**Written exercise A**:
Name every part of the CLIP paper that the discussion thread about classification and retrieval evaluation points readers to.
**Written exercise B**:
Carry on with the discussion thread about classification and retrieval evaluation, starting after its final message.

Closed HarmanDotpy closed 1 year ago
Hello!
Linear classification is only for cifar and imagenet. Coco and flikr are still used for retrieval.
(See also Section 4, "evaluation" paragraph in the paper)
Sorry for the confusion!
So does this mean for classifications tasks, linear probing is used, while for retrieval tasks, 0 shot results are reported. Is this understanding correct?
Yes, that is correct! We followed the same protocol as in the original CLIP paper. Sorry for the confusion.
thanks, i had a couple of more questions
thanks!
I think all of these are standard, e.g. retrieval and linear probing evaluations can be found and performed similarly everywhere. You can easily refer to one of the VLM papers, e.g. see the CLIP paper Section 3.2, Appendix A, Appendix E, or the original retrieval dataset papers. You can also cross-compare the numbers reported in the paper with the original CLIP/BLIP/X-VLM papers if that helps.
thanks for the references, so looking at CLIP scores for flickr and coco in this paper
vs the scores reported in CLIP paper
there seems to be some difference in these zero shot results. 0.59, 0.78, 0.30, 0.50 vs 68.7, 88, 37.8, 58.4.

**Recorded information**:
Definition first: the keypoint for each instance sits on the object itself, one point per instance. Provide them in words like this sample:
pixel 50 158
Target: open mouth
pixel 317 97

**Task response A**:
Section 3.2, Appendix A, Appendix E

**Task response B**:
oh, I guess the architectures are different...
Yup
Hi,
as per one of my previously opened issues, table6 results are numbers obtained after linear probing on the corresponding datasets (imagenet/cifar/coco/flickr).
in the previous issue, this comment https://github.com/mertyg/vision-language-models-are-bows/issues/4#issuecomment-1442634779 mentioned the linear probe structure for image classification.
I wanted to know the way you finetune the model for coco/flickr. do you have extra linear heads over image/text encoders that you finetune, or the whole model s finetuned for these 2 datasets? and is there a standard way in literature that people use for measuring downstream task performance, as done in Table6?
thanks!